** EXCERPTED TEXT follows **
In addition to the 6,000 Americans serving with Iraqi police, roughly 5,000 American military advisers are embedded with Iraqi Army and paramilitary units. About 1,500 additional advisers will head to Iraq this winter after graduating from a new adviser training program in Kansas.

It was set up several months ago after the Army concluded that assigning soldiers randomly as advisers, without preparation or training, was not working. Now, the Army carefully selects advisers, gives them two months of intense preparation, including language lessons, and provides a curriculum tailored to the type of Iraqi unit they will be joining.

There are 981 soldiers in the 60-day program, "and we are not maxed out - we could grow," said Wesley.

But because the Fort Riley program is relatively small and started late, commanders in Iraq are acting on their own, squeezing out senior officers and noncommissioned officers from their ranks to serve with Iraqi units.

In Anbar province west of Baghdad, Marine Col. Larry Nicholson, who commands 5,000 troops in Regimental Combat Team 5, said he has "taken Marines and soldiers out of our combat formations so they can work more closely with the Iraqi security forces."
** End of EXCERPTED TEXT **
Reproduce the passage on U.S. military advisers in Iraq from "But because the" through "with Iraqi units.". The data that follow are independent material unrelated to the text.
** SOURCE DATA follows **
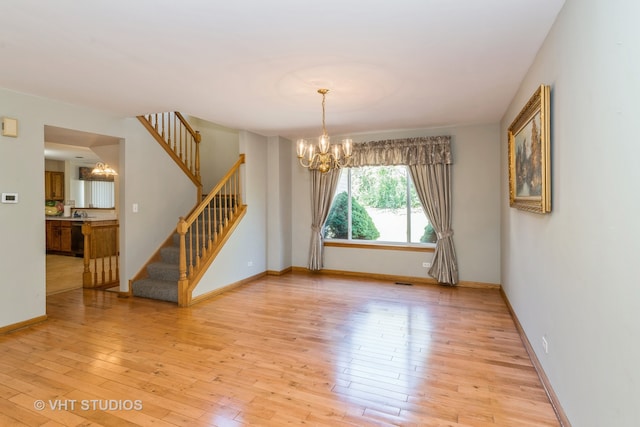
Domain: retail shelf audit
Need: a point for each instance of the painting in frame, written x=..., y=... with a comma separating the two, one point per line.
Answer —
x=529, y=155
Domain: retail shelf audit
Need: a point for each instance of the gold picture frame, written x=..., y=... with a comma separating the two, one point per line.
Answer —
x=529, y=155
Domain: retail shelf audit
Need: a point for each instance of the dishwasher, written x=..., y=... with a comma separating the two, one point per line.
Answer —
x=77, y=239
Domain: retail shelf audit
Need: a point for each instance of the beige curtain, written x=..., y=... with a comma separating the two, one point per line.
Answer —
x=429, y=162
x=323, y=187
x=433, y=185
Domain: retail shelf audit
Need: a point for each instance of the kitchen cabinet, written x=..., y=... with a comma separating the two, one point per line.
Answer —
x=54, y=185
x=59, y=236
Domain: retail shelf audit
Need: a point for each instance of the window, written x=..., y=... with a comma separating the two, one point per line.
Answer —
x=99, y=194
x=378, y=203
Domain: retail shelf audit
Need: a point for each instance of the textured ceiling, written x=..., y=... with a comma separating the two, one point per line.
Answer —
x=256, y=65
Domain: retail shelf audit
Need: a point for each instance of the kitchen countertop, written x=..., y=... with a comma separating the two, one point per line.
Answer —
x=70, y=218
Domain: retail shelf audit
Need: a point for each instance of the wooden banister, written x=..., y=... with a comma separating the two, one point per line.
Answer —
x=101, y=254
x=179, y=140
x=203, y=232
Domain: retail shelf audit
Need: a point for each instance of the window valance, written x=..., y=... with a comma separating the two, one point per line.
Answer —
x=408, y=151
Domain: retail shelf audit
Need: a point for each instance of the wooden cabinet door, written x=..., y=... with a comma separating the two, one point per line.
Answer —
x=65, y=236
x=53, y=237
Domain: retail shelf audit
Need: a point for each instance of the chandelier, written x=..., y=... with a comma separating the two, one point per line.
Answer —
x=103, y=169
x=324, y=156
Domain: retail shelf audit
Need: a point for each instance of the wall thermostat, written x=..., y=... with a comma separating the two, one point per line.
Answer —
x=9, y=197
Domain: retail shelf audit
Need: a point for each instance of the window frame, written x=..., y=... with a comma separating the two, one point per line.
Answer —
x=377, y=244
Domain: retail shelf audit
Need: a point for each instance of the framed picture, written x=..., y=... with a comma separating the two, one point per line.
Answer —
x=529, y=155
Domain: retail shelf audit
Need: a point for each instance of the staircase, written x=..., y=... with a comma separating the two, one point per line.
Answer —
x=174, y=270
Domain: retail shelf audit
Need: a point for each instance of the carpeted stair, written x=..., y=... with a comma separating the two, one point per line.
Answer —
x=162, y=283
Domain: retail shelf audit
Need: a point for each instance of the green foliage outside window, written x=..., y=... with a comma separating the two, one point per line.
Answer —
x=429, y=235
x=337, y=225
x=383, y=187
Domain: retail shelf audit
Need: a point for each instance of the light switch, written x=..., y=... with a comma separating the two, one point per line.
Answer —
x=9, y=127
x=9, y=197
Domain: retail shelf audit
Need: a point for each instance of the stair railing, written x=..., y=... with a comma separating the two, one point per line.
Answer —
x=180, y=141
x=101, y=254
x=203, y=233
** End of SOURCE DATA **
** SOURCE DATA follows **
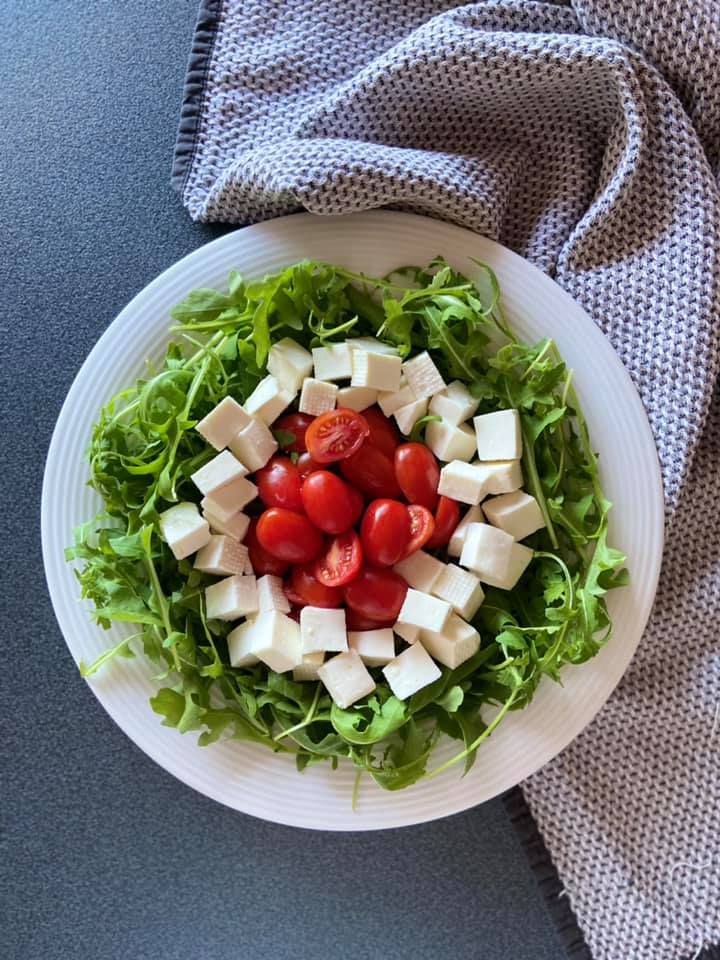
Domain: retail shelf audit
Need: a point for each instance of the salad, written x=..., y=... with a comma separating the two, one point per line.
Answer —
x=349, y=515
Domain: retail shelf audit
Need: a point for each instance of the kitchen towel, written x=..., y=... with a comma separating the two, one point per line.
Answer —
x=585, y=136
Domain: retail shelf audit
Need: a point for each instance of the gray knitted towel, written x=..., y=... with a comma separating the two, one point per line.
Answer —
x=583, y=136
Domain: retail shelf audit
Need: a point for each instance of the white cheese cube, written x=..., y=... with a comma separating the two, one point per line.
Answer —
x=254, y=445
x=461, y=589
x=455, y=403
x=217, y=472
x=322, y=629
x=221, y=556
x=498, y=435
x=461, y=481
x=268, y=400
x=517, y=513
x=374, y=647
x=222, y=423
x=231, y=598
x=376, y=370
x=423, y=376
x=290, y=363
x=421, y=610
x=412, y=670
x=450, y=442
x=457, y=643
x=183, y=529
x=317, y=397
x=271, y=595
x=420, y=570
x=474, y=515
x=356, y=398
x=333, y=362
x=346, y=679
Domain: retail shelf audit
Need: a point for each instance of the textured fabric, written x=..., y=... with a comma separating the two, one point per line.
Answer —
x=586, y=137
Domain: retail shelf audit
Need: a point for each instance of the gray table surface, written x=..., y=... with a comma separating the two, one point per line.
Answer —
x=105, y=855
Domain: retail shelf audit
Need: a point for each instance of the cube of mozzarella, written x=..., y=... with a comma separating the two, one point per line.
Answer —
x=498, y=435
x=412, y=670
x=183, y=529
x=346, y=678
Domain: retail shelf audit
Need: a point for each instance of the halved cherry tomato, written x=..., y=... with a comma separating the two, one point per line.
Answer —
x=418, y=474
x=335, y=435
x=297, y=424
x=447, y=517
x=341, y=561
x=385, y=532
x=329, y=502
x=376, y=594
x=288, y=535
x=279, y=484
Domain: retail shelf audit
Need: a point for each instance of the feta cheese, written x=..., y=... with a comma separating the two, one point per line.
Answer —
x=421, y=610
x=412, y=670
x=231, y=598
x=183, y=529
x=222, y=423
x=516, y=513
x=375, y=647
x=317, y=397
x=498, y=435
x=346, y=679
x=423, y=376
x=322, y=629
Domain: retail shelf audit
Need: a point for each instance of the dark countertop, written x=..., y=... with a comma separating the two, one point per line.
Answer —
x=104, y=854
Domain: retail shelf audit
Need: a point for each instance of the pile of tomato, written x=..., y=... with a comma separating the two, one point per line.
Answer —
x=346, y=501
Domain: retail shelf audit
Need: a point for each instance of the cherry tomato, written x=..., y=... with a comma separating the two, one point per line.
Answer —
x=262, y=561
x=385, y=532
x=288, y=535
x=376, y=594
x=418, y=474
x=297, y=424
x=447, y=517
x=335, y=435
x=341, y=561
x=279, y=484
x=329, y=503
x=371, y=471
** End of SOURCE DATA **
→ **YOUR RESPONSE**
But because the Fort Riley program is relatively small and started late, commanders in Iraq are acting on their own, squeezing out senior officers and noncommissioned officers from their ranks to serve with Iraqi units.